TÂCHE À RÉALISER » Recopiez à l'identique, dans l'extrait sur Fourier, le passage qui va de « Quant à sa lecture » jusqu'à « les a entourés. ».

EXTRAIT FOURNI »
Pour les socialistes révolutionnaires, le problème est plus simple ; il ne s’agit pas de trouver les moyens d’organiser la société de façon à ce que chacun trouve satisfaction à ses besoins ; il s’agit de renverser et de détruire l’ordre de choses établi, parce que cet ordre est injuste et mauvais ; on verra ensuite ; adviendra que pourra. Ce sont là des procédés de désespérés qui ne peuvent conduire l’humanité aux satisfactions qu’elle est faite pour rechercher.

Quant à sa lecture de Fourier, elle repose de même sur une logique d’épuration :

Pour lire avec fruit les ouvrages de Fourier, il faut faire une part à sa critique négative de la civilisation, distinguer ensuite les principes d’organisation sociale politique qu’il donne, puis savoir dégager ces principes de la théorie passionnelle idéale dont Fourier les a entourés.

Concrètement donc, il faut en lisant Fourier laisser de côté sa critique de la Civilisation et sa théorie des passions :

Le but poursuivi par Fourier est admirable d’ampleur, mais il est à regretter qu’en cherchant les lois basées sur les besoins, les attractions et les passions de la nature humaine, il se soit égaré dans l’étude même des passions et dans le rôle qu’il leur attribue socialement. Erigeant son système sur un principe erroné, il a obscurci le côté vraiment pratique de ses conceptions.

ENSEMBLE D'ITEMS »
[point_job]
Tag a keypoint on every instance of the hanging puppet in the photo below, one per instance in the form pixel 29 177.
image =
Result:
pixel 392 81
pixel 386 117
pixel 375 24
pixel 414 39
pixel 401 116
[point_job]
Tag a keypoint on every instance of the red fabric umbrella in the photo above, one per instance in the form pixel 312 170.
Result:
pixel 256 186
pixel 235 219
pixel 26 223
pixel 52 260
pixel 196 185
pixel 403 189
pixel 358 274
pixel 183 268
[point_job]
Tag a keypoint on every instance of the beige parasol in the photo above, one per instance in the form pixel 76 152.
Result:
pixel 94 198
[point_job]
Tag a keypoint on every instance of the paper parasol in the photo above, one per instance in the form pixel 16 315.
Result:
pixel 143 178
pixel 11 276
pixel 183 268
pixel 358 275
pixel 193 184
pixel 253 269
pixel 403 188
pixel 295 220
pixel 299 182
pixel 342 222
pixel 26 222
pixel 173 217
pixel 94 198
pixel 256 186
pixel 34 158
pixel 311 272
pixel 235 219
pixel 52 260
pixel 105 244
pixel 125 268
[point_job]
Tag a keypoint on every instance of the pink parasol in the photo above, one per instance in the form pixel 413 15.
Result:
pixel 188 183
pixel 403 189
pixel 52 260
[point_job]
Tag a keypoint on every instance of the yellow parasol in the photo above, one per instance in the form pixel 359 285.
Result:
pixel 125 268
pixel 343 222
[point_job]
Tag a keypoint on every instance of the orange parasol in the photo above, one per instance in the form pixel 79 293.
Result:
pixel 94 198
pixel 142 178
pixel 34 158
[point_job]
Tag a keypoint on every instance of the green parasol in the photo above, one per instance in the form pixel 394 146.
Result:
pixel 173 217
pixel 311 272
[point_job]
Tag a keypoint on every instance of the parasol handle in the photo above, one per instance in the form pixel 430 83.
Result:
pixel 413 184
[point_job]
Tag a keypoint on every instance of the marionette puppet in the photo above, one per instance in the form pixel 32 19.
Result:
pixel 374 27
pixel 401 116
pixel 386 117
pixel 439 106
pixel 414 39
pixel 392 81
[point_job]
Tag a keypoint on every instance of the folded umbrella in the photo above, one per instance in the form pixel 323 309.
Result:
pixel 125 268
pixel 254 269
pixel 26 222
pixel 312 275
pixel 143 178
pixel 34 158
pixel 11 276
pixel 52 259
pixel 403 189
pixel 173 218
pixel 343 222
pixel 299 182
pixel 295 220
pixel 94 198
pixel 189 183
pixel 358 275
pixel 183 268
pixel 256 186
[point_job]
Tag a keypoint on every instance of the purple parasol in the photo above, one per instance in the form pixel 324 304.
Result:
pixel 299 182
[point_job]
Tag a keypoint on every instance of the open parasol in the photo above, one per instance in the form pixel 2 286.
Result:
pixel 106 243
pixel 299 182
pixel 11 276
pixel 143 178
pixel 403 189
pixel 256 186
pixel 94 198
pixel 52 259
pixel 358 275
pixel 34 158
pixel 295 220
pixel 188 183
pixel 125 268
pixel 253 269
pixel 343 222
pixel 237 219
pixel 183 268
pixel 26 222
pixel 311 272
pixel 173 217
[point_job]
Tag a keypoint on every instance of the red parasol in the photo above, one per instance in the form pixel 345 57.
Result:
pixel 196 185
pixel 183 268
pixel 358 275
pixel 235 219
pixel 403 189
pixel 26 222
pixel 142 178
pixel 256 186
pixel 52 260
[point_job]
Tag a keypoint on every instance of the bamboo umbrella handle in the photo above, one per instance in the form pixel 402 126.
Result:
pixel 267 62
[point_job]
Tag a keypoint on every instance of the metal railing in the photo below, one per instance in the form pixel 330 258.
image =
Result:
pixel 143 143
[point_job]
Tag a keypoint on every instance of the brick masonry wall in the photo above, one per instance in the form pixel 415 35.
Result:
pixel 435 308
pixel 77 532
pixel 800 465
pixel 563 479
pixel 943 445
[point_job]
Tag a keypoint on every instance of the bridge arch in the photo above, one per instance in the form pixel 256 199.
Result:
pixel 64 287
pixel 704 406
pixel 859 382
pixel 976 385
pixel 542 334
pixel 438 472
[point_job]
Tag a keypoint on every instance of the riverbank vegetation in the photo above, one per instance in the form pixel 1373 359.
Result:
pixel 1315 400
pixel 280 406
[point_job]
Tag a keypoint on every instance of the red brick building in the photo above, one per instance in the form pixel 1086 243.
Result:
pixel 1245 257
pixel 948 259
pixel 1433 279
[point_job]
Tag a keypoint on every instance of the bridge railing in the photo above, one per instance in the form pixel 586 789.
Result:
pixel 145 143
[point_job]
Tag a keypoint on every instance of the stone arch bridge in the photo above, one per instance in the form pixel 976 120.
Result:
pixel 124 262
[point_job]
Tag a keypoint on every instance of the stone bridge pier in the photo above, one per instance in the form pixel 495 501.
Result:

EXERCICE RÉALISÉ »
Quant à sa lecture de Fourier, elle repose de même sur une logique d’épuration :

Pour lire avec fruit les ouvrages de Fourier, il faut faire une part à sa critique négative de la civilisation, distinguer ensuite les principes d’organisation sociale politique qu’il donne, puis savoir dégager ces principes de la théorie passionnelle idéale dont Fourier les a entourés.